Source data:
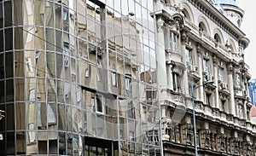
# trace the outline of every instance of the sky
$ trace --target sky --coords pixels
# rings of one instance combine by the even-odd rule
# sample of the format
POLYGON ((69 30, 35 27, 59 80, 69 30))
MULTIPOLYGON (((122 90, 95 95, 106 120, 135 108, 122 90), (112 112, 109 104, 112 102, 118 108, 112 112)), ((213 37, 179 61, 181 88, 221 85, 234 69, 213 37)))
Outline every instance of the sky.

_EXERCISE INSTRUCTIONS_: Reproduce all entries without any change, and omit the pictures.

_OUTPUT OF THE EXERCISE_:
# trace the outline of every instance of the sky
$ trace --target sky --coords pixels
# rings of one instance combine by the even-odd rule
# sample of the format
POLYGON ((69 30, 35 27, 59 80, 69 30))
MULTIPOLYGON (((122 90, 95 95, 106 120, 135 108, 122 90), (112 112, 109 104, 112 102, 118 108, 112 112)), ((213 37, 179 61, 181 88, 221 85, 234 69, 213 37)))
Outline every instance of the sky.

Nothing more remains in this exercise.